ACTIVITY: Since only part of the material below is wanted, output exactly the lines from the one with "Target: stone pillar" up to and including the one with "Where can the stone block".

RECORDS TO PROCESS:

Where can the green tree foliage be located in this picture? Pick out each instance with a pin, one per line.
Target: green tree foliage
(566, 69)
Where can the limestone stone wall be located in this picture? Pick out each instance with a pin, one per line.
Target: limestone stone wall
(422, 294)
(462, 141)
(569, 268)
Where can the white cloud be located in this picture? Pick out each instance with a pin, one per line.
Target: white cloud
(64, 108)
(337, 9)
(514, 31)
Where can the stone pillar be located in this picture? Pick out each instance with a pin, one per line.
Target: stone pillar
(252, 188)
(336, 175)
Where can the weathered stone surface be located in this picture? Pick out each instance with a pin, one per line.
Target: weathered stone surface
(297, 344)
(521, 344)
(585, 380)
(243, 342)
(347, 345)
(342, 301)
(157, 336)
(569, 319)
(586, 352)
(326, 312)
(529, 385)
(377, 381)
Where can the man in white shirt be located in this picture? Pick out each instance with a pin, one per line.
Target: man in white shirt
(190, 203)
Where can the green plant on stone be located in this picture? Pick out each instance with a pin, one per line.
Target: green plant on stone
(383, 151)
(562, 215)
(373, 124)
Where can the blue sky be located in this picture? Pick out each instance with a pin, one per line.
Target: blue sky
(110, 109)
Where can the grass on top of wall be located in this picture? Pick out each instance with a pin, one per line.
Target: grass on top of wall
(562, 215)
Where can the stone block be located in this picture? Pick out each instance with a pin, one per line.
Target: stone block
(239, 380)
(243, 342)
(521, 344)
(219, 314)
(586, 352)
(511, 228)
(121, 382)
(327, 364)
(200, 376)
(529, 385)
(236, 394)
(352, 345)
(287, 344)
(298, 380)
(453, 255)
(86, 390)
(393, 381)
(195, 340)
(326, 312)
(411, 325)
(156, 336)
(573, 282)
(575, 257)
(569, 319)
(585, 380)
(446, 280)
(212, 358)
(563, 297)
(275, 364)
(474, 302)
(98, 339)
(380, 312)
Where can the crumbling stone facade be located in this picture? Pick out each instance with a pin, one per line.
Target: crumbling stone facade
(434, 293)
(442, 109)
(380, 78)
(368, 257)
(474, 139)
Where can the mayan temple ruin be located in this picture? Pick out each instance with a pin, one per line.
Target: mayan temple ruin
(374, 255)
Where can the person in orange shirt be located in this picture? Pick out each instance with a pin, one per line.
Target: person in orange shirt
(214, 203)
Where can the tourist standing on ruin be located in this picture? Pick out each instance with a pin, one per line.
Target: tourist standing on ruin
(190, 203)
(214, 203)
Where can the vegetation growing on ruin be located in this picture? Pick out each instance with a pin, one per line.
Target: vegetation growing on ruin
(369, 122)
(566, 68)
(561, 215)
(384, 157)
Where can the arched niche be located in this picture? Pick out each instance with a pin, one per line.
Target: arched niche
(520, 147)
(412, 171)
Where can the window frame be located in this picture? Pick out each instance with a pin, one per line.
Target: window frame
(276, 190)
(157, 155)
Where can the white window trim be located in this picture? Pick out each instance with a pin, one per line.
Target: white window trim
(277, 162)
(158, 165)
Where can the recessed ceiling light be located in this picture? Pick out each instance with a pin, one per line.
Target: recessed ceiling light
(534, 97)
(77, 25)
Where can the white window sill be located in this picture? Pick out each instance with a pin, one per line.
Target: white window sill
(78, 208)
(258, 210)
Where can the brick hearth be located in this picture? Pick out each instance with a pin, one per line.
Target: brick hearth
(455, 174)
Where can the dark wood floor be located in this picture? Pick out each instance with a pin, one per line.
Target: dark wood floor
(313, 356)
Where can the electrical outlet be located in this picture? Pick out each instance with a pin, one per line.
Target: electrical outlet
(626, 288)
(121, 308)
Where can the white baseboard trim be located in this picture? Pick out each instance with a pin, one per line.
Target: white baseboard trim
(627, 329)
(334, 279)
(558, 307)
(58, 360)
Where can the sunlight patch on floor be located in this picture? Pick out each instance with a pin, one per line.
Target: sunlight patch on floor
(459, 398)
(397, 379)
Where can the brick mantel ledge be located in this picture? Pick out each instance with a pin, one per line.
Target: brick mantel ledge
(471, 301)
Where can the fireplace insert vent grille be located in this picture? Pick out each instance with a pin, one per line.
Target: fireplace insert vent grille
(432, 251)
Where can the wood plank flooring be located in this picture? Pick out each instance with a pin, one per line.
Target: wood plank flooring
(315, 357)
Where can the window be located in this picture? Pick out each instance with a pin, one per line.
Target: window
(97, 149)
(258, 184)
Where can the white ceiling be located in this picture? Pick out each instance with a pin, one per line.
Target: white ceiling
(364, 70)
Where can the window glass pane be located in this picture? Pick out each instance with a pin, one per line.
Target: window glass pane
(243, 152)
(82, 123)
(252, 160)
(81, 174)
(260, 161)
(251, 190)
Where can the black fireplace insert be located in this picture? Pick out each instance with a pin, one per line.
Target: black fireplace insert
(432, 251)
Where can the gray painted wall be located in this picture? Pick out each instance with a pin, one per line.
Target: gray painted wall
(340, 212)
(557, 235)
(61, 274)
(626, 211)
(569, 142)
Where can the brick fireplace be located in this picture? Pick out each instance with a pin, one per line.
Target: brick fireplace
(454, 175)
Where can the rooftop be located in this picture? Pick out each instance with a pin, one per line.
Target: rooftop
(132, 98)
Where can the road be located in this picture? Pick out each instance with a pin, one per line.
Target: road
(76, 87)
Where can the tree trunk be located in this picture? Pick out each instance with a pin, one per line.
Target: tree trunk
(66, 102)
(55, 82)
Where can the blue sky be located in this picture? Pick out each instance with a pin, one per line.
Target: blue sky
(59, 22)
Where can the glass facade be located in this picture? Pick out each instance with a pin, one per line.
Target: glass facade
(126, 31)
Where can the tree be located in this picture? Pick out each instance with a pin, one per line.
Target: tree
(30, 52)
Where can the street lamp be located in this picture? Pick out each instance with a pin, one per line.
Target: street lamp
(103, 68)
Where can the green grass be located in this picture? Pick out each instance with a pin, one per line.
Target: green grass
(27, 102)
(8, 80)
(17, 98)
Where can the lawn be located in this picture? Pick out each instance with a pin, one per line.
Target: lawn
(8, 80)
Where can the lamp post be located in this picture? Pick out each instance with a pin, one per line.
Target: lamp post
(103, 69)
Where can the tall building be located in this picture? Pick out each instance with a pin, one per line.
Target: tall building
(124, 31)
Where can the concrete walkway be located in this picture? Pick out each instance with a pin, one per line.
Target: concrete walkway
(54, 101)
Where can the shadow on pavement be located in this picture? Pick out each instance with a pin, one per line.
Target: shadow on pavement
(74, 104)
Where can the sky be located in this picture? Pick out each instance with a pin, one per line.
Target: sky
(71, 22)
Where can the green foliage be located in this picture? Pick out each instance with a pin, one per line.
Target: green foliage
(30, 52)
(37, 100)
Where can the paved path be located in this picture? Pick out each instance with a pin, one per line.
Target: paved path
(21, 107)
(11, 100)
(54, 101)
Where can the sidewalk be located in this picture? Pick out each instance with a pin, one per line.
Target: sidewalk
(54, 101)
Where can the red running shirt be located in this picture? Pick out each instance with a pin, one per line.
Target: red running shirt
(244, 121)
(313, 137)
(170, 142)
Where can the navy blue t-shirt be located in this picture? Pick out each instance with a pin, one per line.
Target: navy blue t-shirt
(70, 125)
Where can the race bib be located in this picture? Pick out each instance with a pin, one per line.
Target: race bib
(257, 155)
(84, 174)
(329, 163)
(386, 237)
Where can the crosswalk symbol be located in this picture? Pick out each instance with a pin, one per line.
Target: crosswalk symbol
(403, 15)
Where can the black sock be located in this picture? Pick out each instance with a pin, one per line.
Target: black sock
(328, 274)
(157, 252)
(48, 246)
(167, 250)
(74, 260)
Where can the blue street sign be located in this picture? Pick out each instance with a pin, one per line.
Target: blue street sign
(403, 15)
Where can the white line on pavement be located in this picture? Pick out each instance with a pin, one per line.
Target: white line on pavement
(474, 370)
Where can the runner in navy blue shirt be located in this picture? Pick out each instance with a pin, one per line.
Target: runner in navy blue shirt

TASK SOLUTION:
Target: stone pillar
(252, 188)
(336, 175)
Where can the weathered stone surface be located in this picture? Pick out each instance with a pin, one per line.
Target: weathered stone surface
(297, 344)
(521, 344)
(585, 380)
(243, 342)
(347, 345)
(342, 301)
(157, 336)
(569, 319)
(586, 352)
(326, 312)
(529, 385)
(377, 381)
Where can the man in white shirt be located in this picture? Pick out each instance with a pin, one per line.
Target: man in white shirt
(190, 203)
Where can the green plant on stone be located in this picture? Pick out each instance with a pin, one per line.
Target: green plant on stone
(383, 151)
(562, 215)
(373, 124)
Where can the blue sky be located in this picture? Pick out each instance with a pin, one per line.
Target: blue sky
(110, 109)
Where can the grass on top of wall be located in this picture? Pick out each instance with a pin, one per line.
Target: grass on top of wall
(562, 215)
Where can the stone block be located in this picture? Pick out each instance with a pin, one per line.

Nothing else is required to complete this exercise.